### [Document passage]
Beyond those two technical barriers, administrative and economic barriers remain that prevent wider HRSC use and application. LUST site practitioners and experts identified a number of barriers to wider use of HRSC to investigate UST releases, but there was little agreement on which barriers were most important. HRSC practitioners rated the lack of state fund reimbursement schedules for HRSC as a reason for not using HRSC, while state regulators pointed to the providers not proposing HRSC investigations as a significant barrier. Other barriers included the lack of guidance on when to use HRSC on petroleum UST release sites and on how to incorporate HRSC data into corrective action decisions. Some barriers seem to be “chicken or egg” situations. Overcoming these barriers to reap the many benefits of HRSC at LUST sites will require creativity and collective effort.  

Conclusion

Data generated by the HRSC approach is often more detailed and comprehensive than traditional monitoring well investigations can yield, which allows for the creation of more complete conceptual site models (CSM), clearer communication with the stakeholders, more informed remediation decisions, quicker site closures, lower overall remediation costs, and ultimately, better protection of human health and the environment. 

The results of our HRSC study can help inform site owners and other stakeholders on the best use cases for HRSC in site cleanups, including where it is most cost effective, and where it may inform selection of effective remediation techniques. This study points to an opportunity to improve environmental protection and to save time and money by expanding HRSC use at petroleum UST release sites. We’re going to work with our partners to spread the word about the benefits of HRSC at LUST sites.  In addition, we plan to develop guidance for use of HRSC at federal-lead LUST cleanups in Indian Country. 

Below you will find an article from our state partners in Michigan regarding use of HRSC at a LUST cleanup site. Have you also used HRSC in your state or at your LUST site? If so, I ask you to share your experiences with others. In particular, you may wish to contact EPA staff in your region, or Alex Wardle or Tom Schruben at our headquarters office. 

Case Study from Michigan:

Alpena EZ Mart
2222 US Highway 23
Alpena, MI 49707
Facility #: 00018989
Confirmed Releases: REL-0004-16 and REL-0006-16

On January 7, 2016, a contractor identified red sulfur diesel beneath the sump of a dispenser. It was estimated that 5,000 gallons of red sulfur diesel was released as the result of a leak in the primary fuel line that then filled the secondary lines which then leaked at multiple locations from the tank dispensers. While conducting emergency response activities a second release was discovered on January 19, 2016.

### [What to work on]
Continue the HRSC article from its last sentence.

### [Given data]
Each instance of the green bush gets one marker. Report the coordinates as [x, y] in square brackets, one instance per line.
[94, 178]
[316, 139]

### [Reply to the exercise]
Because of the volume of product released and a concern with potential for Non-Aqueous Phase Liquids (NAPL) to migrate beneath the building or off-site, excavation activities were conducted from January 7, 2016, through January 27, 2016. Soil was removed from around dispensers and canopy, creating a sump which allowed recovery of liquids through the use of vac trucks. In total, 40 temporary monitoring wells were installed to delineate mobile NAPL and to guide excavation activities, 2,386 tons of soil were excavated, and 42,504 gallons of liquids were removed.

A Laser Induced Fluorescence (LIF) investigation was conducted March 28, 2016, through March 30, 2016. Stock Drilling provided geoprobe services and the Ultra-Violet Optical Screening Tool (UVOST). The objective of the investigation was to collect information on depth, thickness, product type, and location of NAPL. 38 LIF borings were advanced with log standards supporting that the product released was diesel and that NAPL was generally located between 4.0’ and 6.0’ below ground surface (bgs).

Through the investigation, a previously unknown location of NAPL was identified and discovered to have migrated to the property boundary. Following delineation activities, additional material was excavated from this area and liquids were recovered by vac truck. Use of LIF at an approximate cost of $10,570.52 led to:

  • Identification of a previously unknown impact.
  • Successful mitigation of off-site migration.
  • Acquisition of information that would later assist in the design and implementation of a remediation system.

Following the removal of source material and the mapping of the NAPL body, an air sparge/soil vapor (AS/SVE) extraction system was designed and mobilized to the site to reach cleanup objectives. The system was installed between March and June 2016. Utilizing information from the March LIF event, 41 sparge points were completed to a depth of 17.5’ to 18.5’ bgs and two SVE lines were installed. Equipment operated 12 hrs./day, seven days a week from June 6, 2016, through March 3, 2017.

A Closure Report was received by the Michigan Department of Environment, Great Lakes and Energy on February 26, 2019, and closure was granted on March 21, 2019. In total $590,384.64 in reimbursement was requested from the Michigan Underground Storage Tank Authority (MUSTA); after the $10,000.00 deductible, $580,384.64 in reimbursement was provided.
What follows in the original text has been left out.